§ WHAT TO DO
Nothing but a verbatim copy of the data, minus the images, should be returned.

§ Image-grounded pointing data

▼▼▼

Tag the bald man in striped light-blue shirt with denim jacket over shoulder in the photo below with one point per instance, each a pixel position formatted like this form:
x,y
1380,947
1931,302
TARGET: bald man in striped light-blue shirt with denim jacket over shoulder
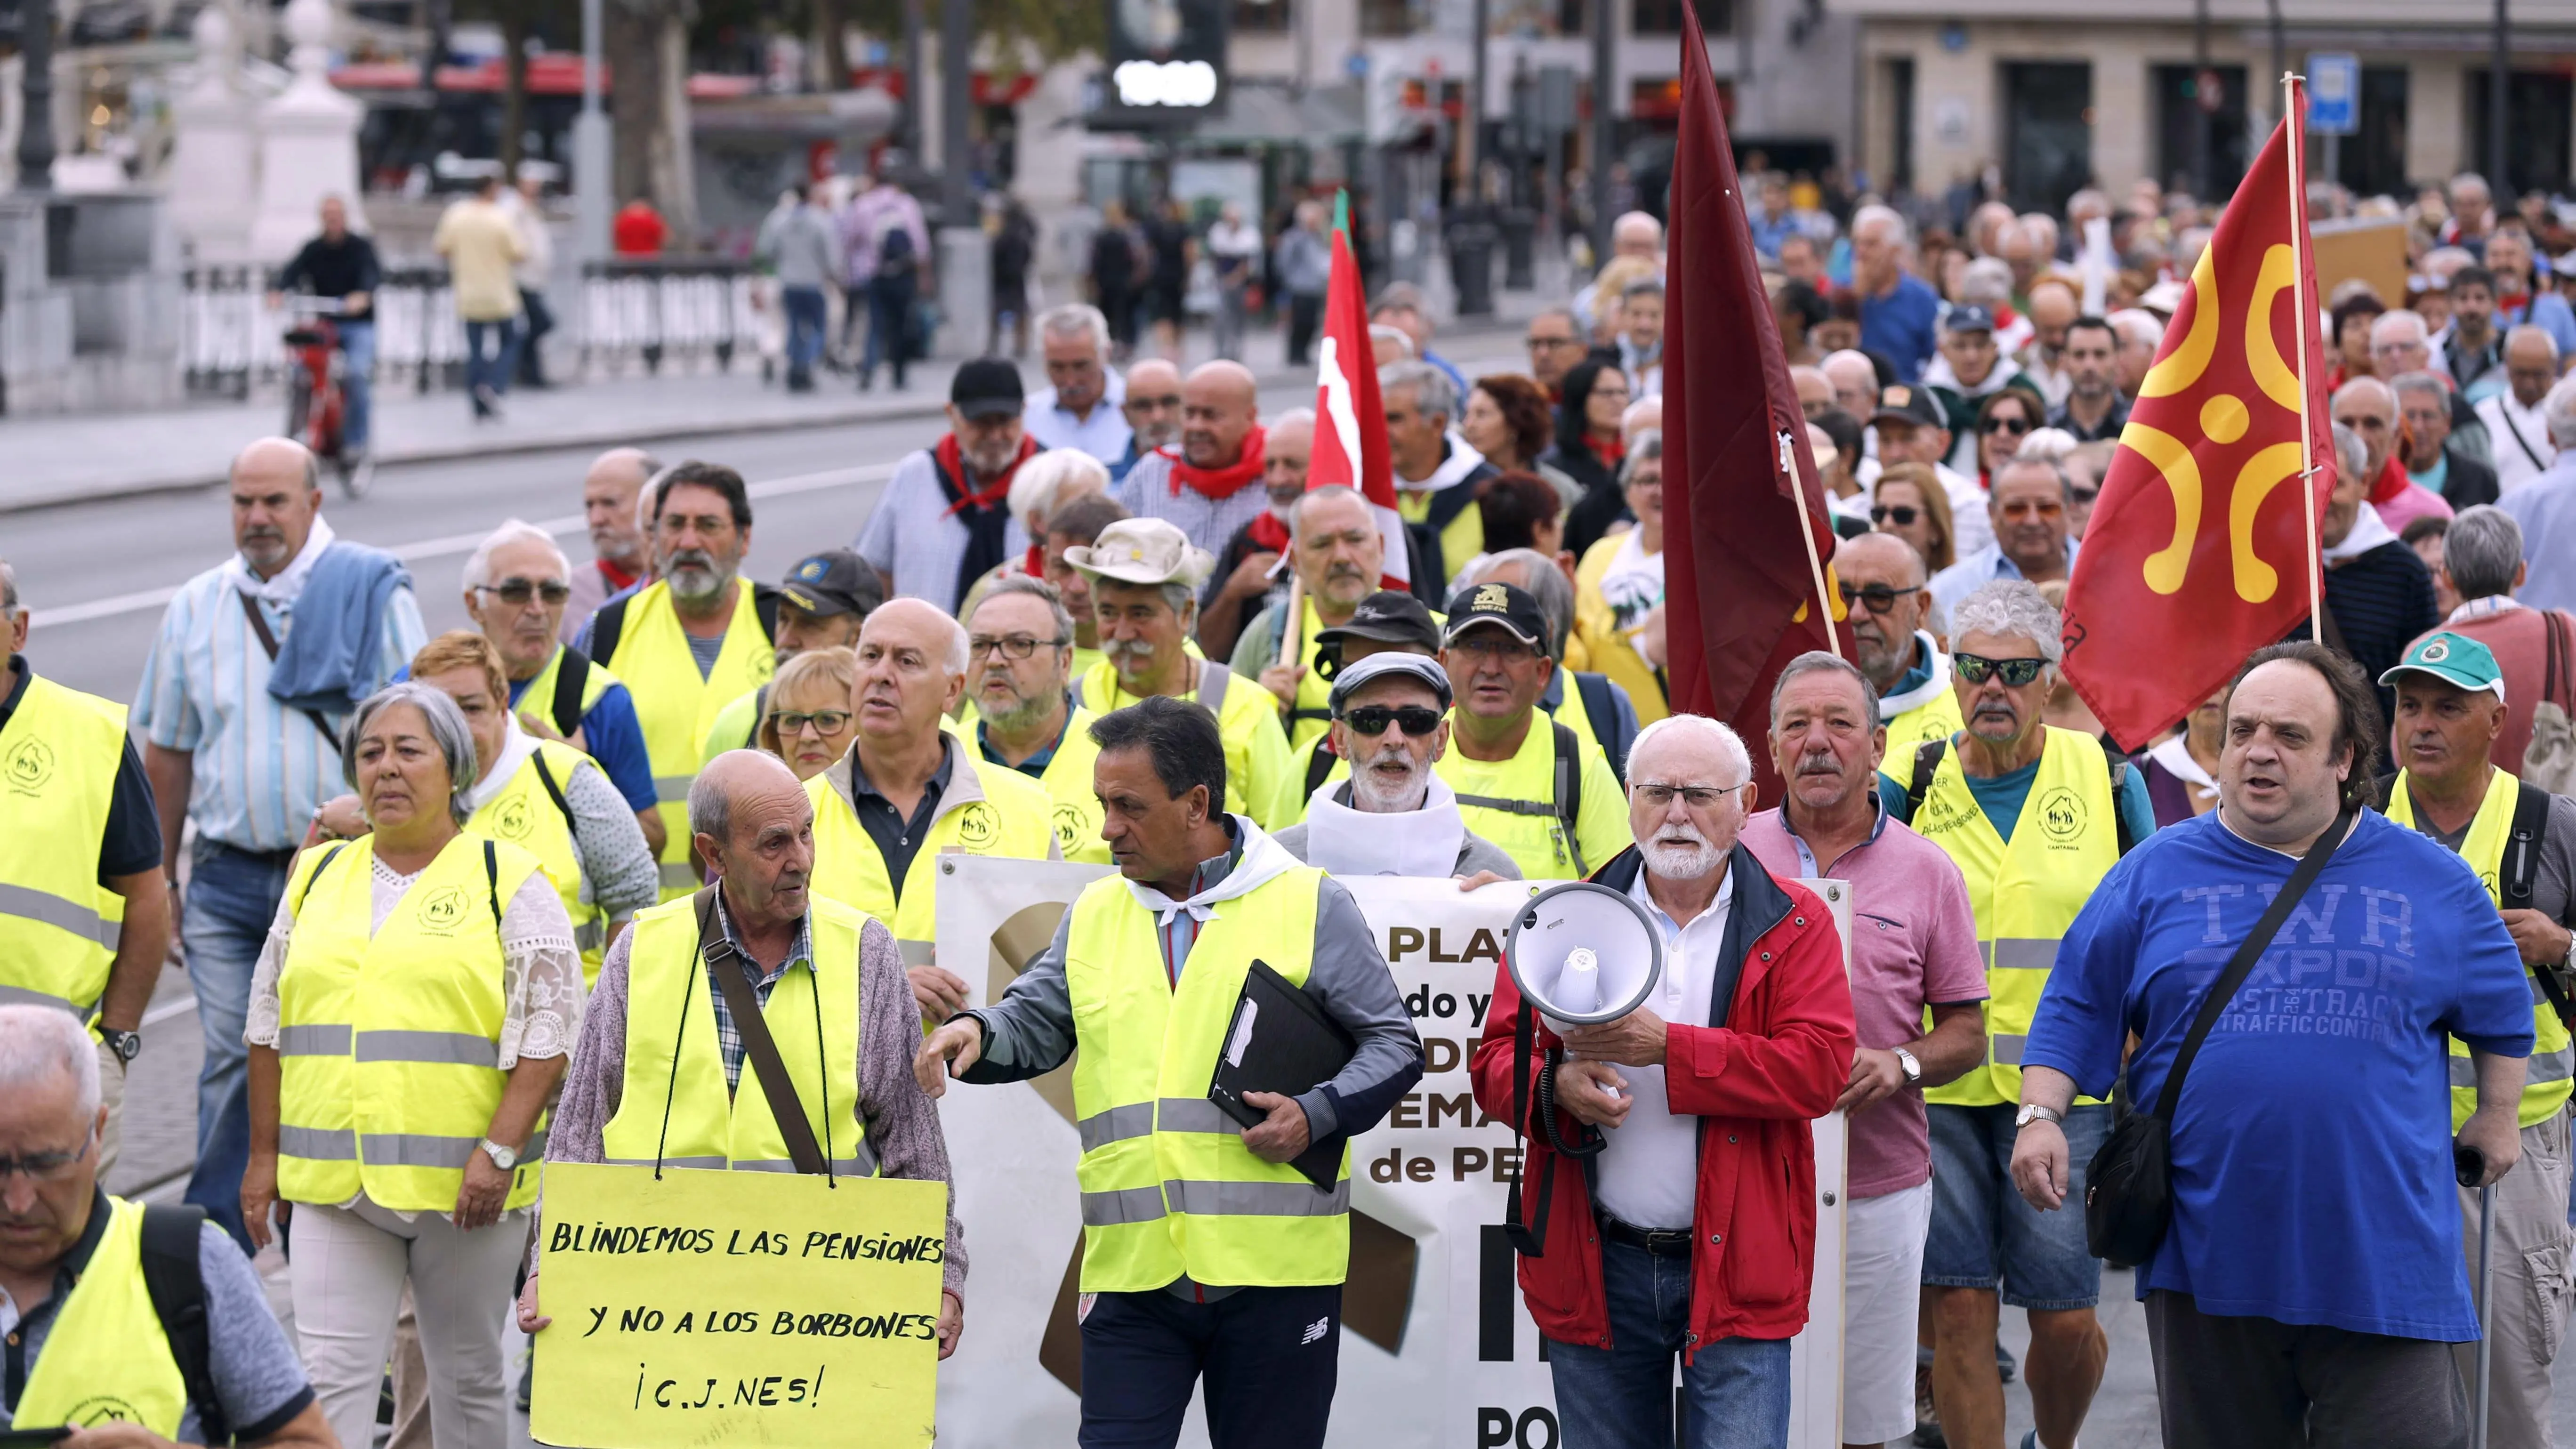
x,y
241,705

▲▲▲

§ TASK OUTPUT
Tag the bald man in striped light-blue shirt with denim jacket over shoulder in the photo below with one point per instance, each a pixel position formatted like this form:
x,y
1380,947
1931,302
TARGET: bald man in striped light-blue shirt with denim jacket over shoulder
x,y
241,705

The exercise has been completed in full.